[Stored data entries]
§ §

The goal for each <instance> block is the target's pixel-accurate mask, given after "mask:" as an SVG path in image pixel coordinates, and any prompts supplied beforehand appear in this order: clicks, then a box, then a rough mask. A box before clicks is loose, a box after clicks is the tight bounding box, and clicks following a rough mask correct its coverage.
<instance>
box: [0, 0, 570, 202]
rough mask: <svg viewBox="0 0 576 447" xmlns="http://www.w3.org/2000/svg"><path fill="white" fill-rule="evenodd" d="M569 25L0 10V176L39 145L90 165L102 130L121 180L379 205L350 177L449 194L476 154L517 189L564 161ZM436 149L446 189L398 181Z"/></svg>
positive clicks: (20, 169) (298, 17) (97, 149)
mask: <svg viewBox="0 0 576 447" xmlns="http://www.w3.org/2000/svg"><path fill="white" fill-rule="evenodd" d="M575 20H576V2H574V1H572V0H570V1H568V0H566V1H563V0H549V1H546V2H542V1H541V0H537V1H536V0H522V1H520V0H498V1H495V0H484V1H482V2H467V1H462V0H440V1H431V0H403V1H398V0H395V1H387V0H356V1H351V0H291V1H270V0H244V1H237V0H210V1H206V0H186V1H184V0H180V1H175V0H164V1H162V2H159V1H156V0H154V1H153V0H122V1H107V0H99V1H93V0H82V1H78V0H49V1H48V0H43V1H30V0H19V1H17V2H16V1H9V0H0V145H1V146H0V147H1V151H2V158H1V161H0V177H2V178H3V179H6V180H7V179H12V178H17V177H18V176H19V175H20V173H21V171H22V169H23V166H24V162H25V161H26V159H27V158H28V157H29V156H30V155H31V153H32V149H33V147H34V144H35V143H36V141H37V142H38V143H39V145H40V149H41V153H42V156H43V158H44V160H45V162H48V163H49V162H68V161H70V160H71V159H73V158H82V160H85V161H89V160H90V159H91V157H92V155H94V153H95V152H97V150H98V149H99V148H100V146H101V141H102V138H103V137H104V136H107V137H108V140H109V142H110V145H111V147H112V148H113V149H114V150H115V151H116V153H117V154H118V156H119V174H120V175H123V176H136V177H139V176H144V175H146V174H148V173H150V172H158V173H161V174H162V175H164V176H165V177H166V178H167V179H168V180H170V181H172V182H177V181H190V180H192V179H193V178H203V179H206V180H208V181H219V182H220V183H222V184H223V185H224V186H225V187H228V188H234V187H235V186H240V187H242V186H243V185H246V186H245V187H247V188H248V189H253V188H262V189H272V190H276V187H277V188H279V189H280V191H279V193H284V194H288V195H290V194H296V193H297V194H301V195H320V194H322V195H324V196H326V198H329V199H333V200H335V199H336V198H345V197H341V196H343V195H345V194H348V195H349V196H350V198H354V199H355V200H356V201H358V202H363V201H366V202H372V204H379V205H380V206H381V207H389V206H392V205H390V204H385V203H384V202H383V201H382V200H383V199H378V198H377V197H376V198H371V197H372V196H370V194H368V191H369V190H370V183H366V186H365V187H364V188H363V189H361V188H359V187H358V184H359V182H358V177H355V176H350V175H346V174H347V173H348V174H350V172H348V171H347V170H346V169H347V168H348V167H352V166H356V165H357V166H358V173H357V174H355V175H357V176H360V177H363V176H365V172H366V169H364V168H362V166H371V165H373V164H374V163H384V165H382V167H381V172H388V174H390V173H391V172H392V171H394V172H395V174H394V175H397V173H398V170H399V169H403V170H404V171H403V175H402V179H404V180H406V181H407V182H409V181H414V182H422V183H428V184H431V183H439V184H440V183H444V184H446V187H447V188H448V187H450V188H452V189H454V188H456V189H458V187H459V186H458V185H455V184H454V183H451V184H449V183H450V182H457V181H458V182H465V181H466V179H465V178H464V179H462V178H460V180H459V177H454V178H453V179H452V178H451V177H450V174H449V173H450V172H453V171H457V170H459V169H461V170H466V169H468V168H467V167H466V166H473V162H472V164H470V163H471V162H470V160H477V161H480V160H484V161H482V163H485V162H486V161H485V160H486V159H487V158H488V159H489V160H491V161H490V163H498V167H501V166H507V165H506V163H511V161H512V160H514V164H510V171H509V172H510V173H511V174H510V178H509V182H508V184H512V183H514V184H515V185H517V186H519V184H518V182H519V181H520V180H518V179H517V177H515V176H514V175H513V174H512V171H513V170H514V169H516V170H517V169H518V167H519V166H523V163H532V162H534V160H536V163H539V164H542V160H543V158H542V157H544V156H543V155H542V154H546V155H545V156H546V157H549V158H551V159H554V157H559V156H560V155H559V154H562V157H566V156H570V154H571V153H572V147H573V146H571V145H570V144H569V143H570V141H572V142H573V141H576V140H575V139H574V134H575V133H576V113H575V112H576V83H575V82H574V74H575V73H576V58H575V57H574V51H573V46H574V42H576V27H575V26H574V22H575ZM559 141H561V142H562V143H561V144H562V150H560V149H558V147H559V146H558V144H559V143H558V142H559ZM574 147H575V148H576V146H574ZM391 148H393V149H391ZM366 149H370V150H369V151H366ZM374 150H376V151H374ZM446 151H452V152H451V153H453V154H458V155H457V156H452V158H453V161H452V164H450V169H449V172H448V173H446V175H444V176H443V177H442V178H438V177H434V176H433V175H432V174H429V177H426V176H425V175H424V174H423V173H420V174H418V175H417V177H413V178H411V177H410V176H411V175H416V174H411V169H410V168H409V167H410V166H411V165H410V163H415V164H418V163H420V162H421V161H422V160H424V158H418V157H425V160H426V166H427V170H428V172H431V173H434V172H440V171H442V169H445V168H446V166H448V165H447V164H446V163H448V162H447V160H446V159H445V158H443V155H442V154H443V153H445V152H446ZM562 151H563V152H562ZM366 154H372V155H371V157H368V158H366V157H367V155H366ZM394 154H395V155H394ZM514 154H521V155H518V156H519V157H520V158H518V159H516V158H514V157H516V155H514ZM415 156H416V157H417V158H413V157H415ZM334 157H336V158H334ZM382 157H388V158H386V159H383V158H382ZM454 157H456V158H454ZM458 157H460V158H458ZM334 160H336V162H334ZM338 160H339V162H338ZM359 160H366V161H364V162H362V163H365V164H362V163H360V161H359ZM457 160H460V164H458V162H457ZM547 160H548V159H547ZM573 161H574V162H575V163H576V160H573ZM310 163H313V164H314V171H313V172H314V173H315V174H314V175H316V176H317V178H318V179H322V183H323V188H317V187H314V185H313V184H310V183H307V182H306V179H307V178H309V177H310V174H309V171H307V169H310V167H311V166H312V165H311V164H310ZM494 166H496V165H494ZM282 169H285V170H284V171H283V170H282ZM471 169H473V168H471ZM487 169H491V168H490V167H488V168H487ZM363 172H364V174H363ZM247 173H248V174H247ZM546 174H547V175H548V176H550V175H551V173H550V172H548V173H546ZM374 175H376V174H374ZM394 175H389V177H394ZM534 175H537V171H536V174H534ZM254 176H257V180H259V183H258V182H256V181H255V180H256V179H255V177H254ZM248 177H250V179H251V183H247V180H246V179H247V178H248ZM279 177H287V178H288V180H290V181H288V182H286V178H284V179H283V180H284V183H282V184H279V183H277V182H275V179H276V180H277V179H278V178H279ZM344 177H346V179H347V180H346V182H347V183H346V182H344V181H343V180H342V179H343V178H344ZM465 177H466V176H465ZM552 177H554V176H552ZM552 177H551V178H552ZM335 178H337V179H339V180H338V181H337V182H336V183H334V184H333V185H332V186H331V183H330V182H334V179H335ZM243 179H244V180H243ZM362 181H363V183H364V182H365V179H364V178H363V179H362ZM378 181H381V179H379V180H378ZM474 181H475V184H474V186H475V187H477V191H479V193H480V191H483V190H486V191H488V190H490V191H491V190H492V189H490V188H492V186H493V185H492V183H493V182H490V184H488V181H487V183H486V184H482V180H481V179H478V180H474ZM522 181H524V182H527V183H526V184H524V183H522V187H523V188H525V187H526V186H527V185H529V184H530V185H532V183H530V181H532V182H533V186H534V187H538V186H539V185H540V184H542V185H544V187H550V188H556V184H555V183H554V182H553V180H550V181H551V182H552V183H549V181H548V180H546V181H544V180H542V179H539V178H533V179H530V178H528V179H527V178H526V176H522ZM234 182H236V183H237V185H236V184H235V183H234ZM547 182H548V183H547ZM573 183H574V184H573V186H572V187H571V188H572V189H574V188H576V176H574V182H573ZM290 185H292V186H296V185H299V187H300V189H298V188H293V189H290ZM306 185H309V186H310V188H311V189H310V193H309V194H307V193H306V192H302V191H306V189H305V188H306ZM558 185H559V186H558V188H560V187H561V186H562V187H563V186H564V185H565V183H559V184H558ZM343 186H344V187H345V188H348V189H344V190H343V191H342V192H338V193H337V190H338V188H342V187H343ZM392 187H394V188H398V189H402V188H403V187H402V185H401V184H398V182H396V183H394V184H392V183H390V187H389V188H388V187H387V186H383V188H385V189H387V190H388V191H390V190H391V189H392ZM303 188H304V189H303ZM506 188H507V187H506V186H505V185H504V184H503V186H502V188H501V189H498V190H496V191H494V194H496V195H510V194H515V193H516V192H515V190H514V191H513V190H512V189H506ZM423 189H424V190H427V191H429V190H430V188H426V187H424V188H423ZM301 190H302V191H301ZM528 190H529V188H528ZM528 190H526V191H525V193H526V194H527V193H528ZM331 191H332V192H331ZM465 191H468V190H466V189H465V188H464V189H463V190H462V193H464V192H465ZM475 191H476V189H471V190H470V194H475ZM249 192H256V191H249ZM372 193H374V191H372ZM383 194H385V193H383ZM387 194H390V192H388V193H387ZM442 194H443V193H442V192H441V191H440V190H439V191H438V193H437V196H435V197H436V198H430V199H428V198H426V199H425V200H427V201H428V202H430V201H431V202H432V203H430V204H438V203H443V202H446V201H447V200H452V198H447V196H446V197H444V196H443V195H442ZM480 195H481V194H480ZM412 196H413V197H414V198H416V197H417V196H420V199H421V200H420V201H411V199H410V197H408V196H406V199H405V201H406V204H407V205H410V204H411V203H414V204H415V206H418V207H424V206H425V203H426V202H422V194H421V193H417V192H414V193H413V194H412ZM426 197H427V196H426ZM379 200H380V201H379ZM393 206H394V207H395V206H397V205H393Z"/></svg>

§ §

About this task: Please reproduce the items word for word, from their first line up to and including the line that contains "rough mask: <svg".

Answer to the problem:
The goal for each <instance> block is the target's pixel-accurate mask, given after "mask:" as an SVG path in image pixel coordinates, and any prompts supplied beforehand appear in this order: clicks, then a box, then a rough mask. A box before clicks is loose, a box after clicks is the tight bounding box, and clicks following a rough mask correct its coverage.
<instance>
box: [0, 0, 570, 202]
rough mask: <svg viewBox="0 0 576 447" xmlns="http://www.w3.org/2000/svg"><path fill="white" fill-rule="evenodd" d="M569 25L0 10V176L39 145L90 165L102 130L121 180L379 205L350 177L449 194L476 154L517 189L564 161ZM436 149L446 189L398 181Z"/></svg>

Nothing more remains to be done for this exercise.